Source passage ▸
-*-

Stochastic Value Formation

Abstract

We propose a simple model of value formation in two societies (communities). When forming values, individuals face conformity pressure within their own society and they are intolerant toward the other society. When such a value formation process is noisy, the interaction between conformity, intolerance and noise can give rise to interesting dynamic outcomes including two polarized societies and polarization across the two societies.

Appendix

Proof of Proposition 1

For any \((\mu _a, \mu _b)\) that satisfies \(\mu _a(\{x\})=\mu _b(\{x\})=1\) for some \(x\in [0, 1]\), we have \(\frac{\partial u_i(x_i)}{\partial x_i}|_{x_i=x}=0\), for \(i \in \{a, b\}\). Therefore, it is a steady state. This gives us Proposition 1 (1).

If \((\mu _a, \mu _b)\) satisfies \(\mu _a(\{0\})=1\) and \(\mu _b(\{1\})=1\), we have \(\frac{\partial u_a(x_a)}{\partial x_a}|_{x_a=0}=-\beta <0\) and \(\frac{\partial u_i(x_b)}{\partial x_b}|_{x_b=1}=\beta >0\). Hence, it is a steady state. Similarly, If \((\mu _a, \mu _b)\) satisfies \(\mu _a(\{1\})=1\) and \(\mu _b(\{0\})=1\), we have \(\frac{\partial u_a(x_a)}{\partial x_a}|_{x_a=1}=\beta >0\) and \(\frac{\partial u_i(x_b)}{\partial x_b}|_{x_b=0}=-\beta <0\). Hence, it is a steady state. This gives us Proposition 1 (2).

When \(\alpha =\beta \), we have \(\frac{\partial u_i(x_i)}{\partial x_i}=E_i-E_j\), for \(i ,j \in \{a, b\}\) and \(i \ne j\). Hence, any \((\mu _a, \mu _b)\) that satisfies \(E_a=E_b\) is a steady state. This gives us Proposition 1 (3).

Finally, we prove Proposition 1 (4). Suppose that \((\mu _a, \mu _b)\) such that \(\mu _a(\{0\})+\mu _a(\{1\})=1\), \(\mu _b(\{0\})+\mu _b(\{1\})=1\), and \(\mu _a(\{1\}), \mu _b(\{1\}) \in (0, 1)\) is a steady state. Then, it must satisfy that, for \(i \in \{a, b\}\)

$$\begin{aligned}&\frac{\partial u_i(x_i)}{\partial x_i}|_{x_i=0}=\alpha \mu _i(\{1\})-\beta \mu _j(\{1\})\le 0, \end{aligned}$$

(6)

$$\begin{aligned}&\frac{\partial u_i(x_i)}{\partial x_i}|_{x_i=1}=(\beta -\alpha )+\alpha \mu _i(\{1\})-\beta \mu _j(\{1\})\ge 0, \ \text {where} \ j \in \{a, b\}, \ j \ne i. \end{aligned}$$

(7)

These give us

$$\begin{aligned}&\beta -\alpha \ge \beta \mu _b(\{1\}) -\alpha \mu _a(\{1\}) \ge 0, \end{aligned}$$

(8)

-*-

Request ▸ Please transcribe part of the stochastic value formation text word for word, beginning at "Proof of Proposition" and stopping after "us Proposition 1 (2).".

-*-

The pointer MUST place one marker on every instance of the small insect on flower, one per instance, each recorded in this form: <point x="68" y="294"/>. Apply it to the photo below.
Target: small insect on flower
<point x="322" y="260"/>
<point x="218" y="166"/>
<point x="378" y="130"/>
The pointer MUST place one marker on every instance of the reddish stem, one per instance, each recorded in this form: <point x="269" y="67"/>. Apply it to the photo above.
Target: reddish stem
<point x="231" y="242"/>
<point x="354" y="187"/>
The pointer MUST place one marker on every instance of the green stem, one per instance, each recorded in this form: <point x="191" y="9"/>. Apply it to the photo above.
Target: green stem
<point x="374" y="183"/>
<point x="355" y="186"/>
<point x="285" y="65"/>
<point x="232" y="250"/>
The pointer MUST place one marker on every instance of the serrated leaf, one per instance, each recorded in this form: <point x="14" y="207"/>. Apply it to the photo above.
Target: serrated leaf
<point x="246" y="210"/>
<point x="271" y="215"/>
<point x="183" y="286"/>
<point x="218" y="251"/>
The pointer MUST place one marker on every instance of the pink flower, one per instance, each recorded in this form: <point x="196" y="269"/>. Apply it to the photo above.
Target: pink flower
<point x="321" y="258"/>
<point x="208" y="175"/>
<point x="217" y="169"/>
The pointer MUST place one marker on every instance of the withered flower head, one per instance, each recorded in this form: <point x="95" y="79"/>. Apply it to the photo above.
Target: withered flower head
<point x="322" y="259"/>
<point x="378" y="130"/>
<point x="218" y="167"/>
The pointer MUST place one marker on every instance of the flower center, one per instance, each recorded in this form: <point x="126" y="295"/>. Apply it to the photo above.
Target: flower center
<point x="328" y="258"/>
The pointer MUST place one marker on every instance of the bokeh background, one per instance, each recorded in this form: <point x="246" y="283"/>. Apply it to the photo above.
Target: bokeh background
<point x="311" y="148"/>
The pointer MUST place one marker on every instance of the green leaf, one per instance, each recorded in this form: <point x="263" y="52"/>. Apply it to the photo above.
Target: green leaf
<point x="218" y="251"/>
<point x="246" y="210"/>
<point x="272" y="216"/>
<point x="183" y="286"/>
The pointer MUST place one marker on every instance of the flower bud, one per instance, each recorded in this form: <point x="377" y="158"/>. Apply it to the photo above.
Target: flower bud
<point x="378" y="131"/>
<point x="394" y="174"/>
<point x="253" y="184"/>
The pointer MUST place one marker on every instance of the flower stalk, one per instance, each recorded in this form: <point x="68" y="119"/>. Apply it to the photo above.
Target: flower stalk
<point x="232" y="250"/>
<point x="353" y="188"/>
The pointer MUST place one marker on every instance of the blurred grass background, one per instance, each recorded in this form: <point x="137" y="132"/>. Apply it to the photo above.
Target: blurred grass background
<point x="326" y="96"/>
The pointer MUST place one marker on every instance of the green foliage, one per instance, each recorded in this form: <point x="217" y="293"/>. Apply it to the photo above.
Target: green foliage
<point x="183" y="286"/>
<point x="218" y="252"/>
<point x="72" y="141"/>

-*-

Exercise solution ▸
Proof of Proposition 1

For any \((\mu _a, \mu _b)\) that satisfies \(\mu _a(\{x\})=\mu _b(\{x\})=1\) for some \(x\in [0, 1]\), we have \(\frac{\partial u_i(x_i)}{\partial x_i}|_{x_i=x}=0\), for \(i \in \{a, b\}\). Therefore, it is a steady state. This gives us Proposition 1 (1).

If \((\mu _a, \mu _b)\) satisfies \(\mu _a(\{0\})=1\) and \(\mu _b(\{1\})=1\), we have \(\frac{\partial u_a(x_a)}{\partial x_a}|_{x_a=0}=-\beta <0\) and \(\frac{\partial u_i(x_b)}{\partial x_b}|_{x_b=1}=\beta >0\). Hence, it is a steady state. Similarly, If \((\mu _a, \mu _b)\) satisfies \(\mu _a(\{1\})=1\) and \(\mu _b(\{0\})=1\), we have \(\frac{\partial u_a(x_a)}{\partial x_a}|_{x_a=1}=\beta >0\) and \(\frac{\partial u_i(x_b)}{\partial x_b}|_{x_b=0}=-\beta <0\). Hence, it is a steady state. This gives us Proposition 1 (2).